→ DATA ENTRIES
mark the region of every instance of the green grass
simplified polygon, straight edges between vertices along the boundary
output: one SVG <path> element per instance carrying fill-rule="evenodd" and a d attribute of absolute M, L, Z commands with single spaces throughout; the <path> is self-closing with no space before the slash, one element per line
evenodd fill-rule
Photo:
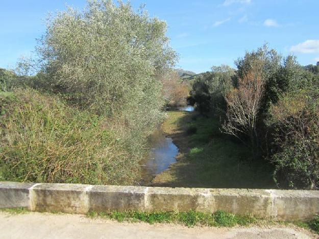
<path fill-rule="evenodd" d="M 293 224 L 300 227 L 311 229 L 319 234 L 319 216 L 307 222 L 294 222 Z"/>
<path fill-rule="evenodd" d="M 192 227 L 195 226 L 231 227 L 236 226 L 276 225 L 278 224 L 289 226 L 293 224 L 299 227 L 311 230 L 319 234 L 319 216 L 307 222 L 275 222 L 256 218 L 247 215 L 237 215 L 224 211 L 214 213 L 205 213 L 190 210 L 186 212 L 157 211 L 145 212 L 137 211 L 124 212 L 100 212 L 92 211 L 86 214 L 89 218 L 112 219 L 118 222 L 142 222 L 150 224 L 155 223 L 177 223 Z"/>
<path fill-rule="evenodd" d="M 87 214 L 90 218 L 102 218 L 114 219 L 118 222 L 143 222 L 150 224 L 154 223 L 175 223 L 188 227 L 196 225 L 232 227 L 236 225 L 247 226 L 257 223 L 262 220 L 250 216 L 240 216 L 223 211 L 214 213 L 204 213 L 193 210 L 187 212 L 144 212 L 126 211 L 96 212 L 91 211 Z"/>
<path fill-rule="evenodd" d="M 252 160 L 249 149 L 220 131 L 218 119 L 195 112 L 168 114 L 163 129 L 184 155 L 181 161 L 157 176 L 157 185 L 276 188 L 273 166 L 262 159 Z M 197 130 L 188 134 L 190 127 Z"/>
<path fill-rule="evenodd" d="M 8 212 L 11 214 L 24 214 L 29 212 L 30 211 L 25 207 L 15 207 L 13 208 L 1 208 L 0 211 Z"/>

→ TASK OBJECTIVE
Set out every entry above as a two-column CSV with the header instruction,response, one row per entry containing its text and its answer. Put each in a single quoted field with line breaks replaced by spaces, and omit the pictures.

→ ANSWER
instruction,response
"mark the region of every instance of the green grass simplified polygon, straight edges between vertices along the boundary output: one SVG <path> element per instance carrying fill-rule=""evenodd"" and a d attribute of absolute M, L, Z commands with single spaces throughout; the <path> is self-closing with no space before the slash, one element per line evenodd fill-rule Photo:","<path fill-rule=""evenodd"" d=""M 293 224 L 300 227 L 311 229 L 319 234 L 319 216 L 307 222 L 294 222 Z""/> <path fill-rule=""evenodd"" d=""M 192 227 L 195 226 L 231 227 L 236 226 L 276 225 L 278 224 L 289 226 L 293 224 L 299 227 L 311 230 L 319 234 L 319 216 L 307 222 L 275 222 L 256 218 L 247 215 L 237 215 L 224 211 L 214 213 L 205 213 L 190 210 L 186 212 L 157 211 L 145 212 L 137 211 L 124 212 L 100 212 L 92 211 L 86 214 L 89 218 L 112 219 L 118 222 L 142 222 L 150 224 L 155 223 L 177 223 Z""/> <path fill-rule=""evenodd"" d=""M 87 214 L 90 218 L 102 218 L 114 219 L 118 222 L 143 222 L 150 224 L 154 223 L 175 223 L 188 227 L 196 225 L 232 227 L 236 225 L 247 226 L 257 223 L 262 220 L 250 216 L 240 216 L 223 211 L 214 213 L 204 213 L 193 210 L 187 212 L 144 212 L 126 211 L 96 212 L 91 211 Z""/> <path fill-rule=""evenodd"" d=""M 252 160 L 249 149 L 220 131 L 218 119 L 195 112 L 168 114 L 163 129 L 184 155 L 181 161 L 157 176 L 157 185 L 276 188 L 273 166 L 262 159 Z M 197 130 L 188 134 L 190 127 Z""/> <path fill-rule=""evenodd"" d=""M 8 212 L 11 214 L 24 214 L 29 212 L 30 211 L 25 207 L 15 207 L 13 208 L 1 208 L 0 211 Z""/>"